▶ [To do]: From the line containing "Query: colorful picture book" down to the last line of the data, output each line word for word and include nothing else.

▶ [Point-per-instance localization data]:
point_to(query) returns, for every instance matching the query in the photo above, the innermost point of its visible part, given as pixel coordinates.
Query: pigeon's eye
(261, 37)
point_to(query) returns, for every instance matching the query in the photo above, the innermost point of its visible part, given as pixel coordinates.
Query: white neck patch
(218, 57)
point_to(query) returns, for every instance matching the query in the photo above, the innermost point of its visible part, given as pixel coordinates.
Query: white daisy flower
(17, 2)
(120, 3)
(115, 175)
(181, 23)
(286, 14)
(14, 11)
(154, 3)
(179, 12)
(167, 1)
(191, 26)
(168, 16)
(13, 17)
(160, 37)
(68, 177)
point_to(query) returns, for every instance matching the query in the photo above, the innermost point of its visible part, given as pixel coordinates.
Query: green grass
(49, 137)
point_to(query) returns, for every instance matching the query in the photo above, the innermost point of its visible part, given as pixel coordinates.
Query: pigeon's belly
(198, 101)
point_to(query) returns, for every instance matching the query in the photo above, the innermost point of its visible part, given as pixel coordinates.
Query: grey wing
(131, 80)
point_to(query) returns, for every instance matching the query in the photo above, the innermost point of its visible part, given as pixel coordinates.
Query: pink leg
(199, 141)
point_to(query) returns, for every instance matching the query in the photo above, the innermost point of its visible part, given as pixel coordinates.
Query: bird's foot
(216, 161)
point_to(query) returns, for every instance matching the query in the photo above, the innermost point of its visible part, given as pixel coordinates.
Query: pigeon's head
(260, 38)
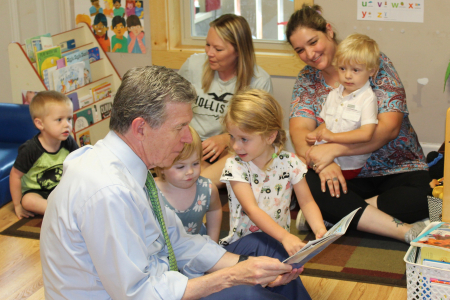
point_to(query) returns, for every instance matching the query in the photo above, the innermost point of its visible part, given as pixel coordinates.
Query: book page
(312, 248)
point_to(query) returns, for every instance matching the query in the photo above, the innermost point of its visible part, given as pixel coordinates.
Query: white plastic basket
(418, 278)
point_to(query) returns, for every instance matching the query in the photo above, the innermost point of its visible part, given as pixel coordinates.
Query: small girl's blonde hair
(257, 112)
(188, 149)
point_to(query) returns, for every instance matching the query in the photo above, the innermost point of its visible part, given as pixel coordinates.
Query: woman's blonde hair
(188, 150)
(236, 31)
(360, 49)
(257, 112)
(309, 16)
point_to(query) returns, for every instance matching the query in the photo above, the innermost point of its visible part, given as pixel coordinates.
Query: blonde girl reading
(190, 195)
(261, 176)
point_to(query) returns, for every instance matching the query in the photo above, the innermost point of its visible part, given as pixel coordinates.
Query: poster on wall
(393, 11)
(118, 25)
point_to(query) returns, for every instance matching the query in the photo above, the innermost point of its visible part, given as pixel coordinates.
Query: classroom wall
(418, 50)
(38, 17)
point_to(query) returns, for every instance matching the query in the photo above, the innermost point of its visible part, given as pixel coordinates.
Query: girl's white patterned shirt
(272, 190)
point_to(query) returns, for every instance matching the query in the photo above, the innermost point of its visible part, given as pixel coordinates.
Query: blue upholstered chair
(16, 127)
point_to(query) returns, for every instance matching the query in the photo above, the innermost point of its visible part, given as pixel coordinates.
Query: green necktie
(153, 195)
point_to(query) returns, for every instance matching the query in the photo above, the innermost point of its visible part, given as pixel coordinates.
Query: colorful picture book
(102, 91)
(27, 96)
(69, 78)
(74, 98)
(83, 119)
(46, 42)
(29, 46)
(48, 77)
(94, 54)
(105, 110)
(312, 248)
(46, 59)
(85, 139)
(61, 63)
(435, 254)
(81, 56)
(67, 45)
(86, 100)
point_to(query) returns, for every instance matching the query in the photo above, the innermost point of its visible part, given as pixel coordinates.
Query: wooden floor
(21, 274)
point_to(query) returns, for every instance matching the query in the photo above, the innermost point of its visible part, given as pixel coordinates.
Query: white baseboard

▶ [Answer area]:
Query: colorful picture book
(102, 91)
(27, 96)
(69, 78)
(74, 98)
(83, 119)
(46, 42)
(29, 46)
(48, 77)
(94, 54)
(105, 110)
(312, 248)
(46, 59)
(85, 139)
(61, 63)
(435, 254)
(81, 56)
(67, 45)
(86, 100)
point_to(query) returns, for every instance matching the query in the photo above, the innermost point of its visible part, given as pixel coordinates.
Query: wooden floor
(21, 274)
point_to(query) returns, for every instance matching the query in the photo above, the innermost point of its visible part, given as pixel coordinates.
Query: white baseboard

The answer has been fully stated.